▶ **TO DO**
Each line from the one that contains "Expected: for every instance of the dark" to the end of the entries must be copied word for word, and only those lines.

▶ **GIVEN DATA**
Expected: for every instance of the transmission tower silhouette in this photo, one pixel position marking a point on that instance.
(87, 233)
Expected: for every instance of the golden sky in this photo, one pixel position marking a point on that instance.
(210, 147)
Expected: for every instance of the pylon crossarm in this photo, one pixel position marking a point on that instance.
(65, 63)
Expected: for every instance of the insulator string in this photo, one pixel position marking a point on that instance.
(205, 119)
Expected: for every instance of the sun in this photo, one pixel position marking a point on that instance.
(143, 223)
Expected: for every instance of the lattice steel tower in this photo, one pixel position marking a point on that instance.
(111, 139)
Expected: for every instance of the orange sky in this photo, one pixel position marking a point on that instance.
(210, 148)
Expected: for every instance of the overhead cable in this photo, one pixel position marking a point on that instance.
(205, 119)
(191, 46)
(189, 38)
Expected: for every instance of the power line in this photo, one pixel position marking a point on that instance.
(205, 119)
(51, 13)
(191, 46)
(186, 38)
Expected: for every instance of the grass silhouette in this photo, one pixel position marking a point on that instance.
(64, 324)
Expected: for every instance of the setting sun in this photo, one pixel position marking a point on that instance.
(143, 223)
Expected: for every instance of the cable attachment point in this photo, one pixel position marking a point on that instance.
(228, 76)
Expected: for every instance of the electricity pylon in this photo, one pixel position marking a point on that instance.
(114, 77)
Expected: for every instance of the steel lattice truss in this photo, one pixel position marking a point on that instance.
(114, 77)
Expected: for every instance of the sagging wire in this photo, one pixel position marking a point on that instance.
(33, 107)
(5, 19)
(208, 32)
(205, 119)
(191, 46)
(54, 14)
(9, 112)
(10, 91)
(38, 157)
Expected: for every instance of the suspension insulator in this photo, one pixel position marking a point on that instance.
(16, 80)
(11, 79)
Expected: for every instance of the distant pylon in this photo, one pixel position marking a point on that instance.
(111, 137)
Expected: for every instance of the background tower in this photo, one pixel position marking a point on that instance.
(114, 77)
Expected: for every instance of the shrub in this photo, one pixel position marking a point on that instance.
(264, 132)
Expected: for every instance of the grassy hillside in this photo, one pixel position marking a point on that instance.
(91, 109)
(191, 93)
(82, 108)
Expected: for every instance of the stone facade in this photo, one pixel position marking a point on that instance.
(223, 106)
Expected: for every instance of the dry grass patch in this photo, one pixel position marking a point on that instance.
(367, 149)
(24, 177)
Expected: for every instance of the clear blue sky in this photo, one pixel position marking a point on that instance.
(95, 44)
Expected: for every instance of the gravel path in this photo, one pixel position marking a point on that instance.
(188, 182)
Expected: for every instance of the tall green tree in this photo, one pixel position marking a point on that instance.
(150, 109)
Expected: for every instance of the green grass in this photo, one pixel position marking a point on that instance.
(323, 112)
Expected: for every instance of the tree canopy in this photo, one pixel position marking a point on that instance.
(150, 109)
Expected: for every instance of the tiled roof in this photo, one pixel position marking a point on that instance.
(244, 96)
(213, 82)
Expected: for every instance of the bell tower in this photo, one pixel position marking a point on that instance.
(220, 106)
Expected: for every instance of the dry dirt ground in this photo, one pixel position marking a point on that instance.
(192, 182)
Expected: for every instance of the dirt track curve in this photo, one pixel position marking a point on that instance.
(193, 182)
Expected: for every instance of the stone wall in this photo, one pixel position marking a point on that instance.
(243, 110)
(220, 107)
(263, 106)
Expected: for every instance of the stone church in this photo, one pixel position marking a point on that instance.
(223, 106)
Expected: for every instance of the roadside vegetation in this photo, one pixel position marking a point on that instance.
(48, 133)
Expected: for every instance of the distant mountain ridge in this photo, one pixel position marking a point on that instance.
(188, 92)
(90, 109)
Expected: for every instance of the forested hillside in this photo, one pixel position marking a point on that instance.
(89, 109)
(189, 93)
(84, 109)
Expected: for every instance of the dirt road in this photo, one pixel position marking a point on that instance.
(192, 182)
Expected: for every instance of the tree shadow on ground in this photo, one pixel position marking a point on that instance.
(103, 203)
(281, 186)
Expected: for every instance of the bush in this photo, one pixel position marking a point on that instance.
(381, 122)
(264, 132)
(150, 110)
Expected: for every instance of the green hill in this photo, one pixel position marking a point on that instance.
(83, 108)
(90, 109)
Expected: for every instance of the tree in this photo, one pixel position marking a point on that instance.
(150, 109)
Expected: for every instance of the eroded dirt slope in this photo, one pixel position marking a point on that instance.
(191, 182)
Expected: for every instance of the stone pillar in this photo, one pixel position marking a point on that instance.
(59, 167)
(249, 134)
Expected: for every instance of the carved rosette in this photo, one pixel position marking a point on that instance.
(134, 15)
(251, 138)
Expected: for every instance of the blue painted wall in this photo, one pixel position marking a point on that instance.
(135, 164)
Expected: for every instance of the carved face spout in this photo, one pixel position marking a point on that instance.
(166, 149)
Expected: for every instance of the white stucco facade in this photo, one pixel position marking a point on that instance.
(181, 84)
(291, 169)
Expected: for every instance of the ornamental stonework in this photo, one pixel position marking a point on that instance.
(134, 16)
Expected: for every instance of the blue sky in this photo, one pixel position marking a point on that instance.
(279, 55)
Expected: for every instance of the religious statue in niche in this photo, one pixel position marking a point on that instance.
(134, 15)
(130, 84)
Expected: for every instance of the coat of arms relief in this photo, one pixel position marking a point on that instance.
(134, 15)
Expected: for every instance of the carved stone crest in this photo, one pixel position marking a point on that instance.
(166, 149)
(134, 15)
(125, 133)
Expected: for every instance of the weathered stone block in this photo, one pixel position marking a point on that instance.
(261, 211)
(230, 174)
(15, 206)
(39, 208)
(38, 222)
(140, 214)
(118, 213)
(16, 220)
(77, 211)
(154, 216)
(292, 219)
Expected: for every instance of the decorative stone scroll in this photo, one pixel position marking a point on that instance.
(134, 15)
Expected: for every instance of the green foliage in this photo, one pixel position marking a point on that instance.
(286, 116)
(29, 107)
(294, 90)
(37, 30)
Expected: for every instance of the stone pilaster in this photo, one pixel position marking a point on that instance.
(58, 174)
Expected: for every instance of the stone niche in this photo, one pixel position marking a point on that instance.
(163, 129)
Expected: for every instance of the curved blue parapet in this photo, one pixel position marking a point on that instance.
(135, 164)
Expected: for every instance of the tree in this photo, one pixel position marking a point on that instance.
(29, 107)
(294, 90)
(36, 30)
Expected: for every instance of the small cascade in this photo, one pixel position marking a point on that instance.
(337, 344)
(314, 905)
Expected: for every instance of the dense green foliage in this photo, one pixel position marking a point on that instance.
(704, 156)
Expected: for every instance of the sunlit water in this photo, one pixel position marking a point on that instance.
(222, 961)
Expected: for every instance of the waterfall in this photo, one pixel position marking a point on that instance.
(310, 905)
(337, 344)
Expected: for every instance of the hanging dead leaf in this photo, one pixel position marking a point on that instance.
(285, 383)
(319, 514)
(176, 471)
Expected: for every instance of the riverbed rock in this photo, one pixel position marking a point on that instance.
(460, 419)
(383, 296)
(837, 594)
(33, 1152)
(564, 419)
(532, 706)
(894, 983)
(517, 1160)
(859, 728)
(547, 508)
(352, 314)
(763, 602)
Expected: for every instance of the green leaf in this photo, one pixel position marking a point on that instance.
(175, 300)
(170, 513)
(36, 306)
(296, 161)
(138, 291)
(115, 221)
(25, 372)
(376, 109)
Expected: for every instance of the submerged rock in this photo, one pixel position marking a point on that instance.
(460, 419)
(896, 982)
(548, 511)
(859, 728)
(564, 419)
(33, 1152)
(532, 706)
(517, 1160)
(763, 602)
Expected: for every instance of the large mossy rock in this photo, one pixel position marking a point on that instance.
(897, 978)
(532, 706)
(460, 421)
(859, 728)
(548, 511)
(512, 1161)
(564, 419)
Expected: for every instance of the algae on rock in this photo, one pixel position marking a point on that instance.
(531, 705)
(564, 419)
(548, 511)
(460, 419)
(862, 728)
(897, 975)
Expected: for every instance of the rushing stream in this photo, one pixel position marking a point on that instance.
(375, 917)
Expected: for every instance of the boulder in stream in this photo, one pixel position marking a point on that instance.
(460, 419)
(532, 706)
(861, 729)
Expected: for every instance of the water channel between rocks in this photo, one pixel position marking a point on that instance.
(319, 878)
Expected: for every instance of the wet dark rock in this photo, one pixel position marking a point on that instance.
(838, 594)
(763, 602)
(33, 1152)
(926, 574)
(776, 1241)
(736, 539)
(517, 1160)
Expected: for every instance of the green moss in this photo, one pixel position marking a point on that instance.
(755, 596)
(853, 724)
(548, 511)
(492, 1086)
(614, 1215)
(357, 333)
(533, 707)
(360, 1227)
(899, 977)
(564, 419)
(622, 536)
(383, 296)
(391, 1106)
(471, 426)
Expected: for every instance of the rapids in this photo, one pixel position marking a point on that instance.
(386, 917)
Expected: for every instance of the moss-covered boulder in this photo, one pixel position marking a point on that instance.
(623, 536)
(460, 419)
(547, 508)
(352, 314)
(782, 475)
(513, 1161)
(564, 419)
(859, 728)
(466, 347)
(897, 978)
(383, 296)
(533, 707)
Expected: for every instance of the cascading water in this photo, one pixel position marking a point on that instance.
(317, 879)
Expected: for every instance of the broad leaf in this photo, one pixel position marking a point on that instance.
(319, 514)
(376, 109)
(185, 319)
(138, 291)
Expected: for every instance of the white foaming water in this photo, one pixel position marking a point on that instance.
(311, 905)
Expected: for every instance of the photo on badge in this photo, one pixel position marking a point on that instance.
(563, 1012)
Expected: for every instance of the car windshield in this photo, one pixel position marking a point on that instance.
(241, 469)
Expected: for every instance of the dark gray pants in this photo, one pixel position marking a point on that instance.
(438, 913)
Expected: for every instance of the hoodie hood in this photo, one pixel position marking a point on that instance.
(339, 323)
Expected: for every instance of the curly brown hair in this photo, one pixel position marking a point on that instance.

▶ **TASK SOLUTION**
Expected: for every instance of the dark gray pants in this photo, one pixel position marking a point on that instance.
(438, 913)
Expected: for every instance of the hoodie hood in this photo, one pixel position marking a point on that instance.
(339, 323)
Expected: for every instance of the curly brown hair in this photo, one pixel position marking a point on that instance.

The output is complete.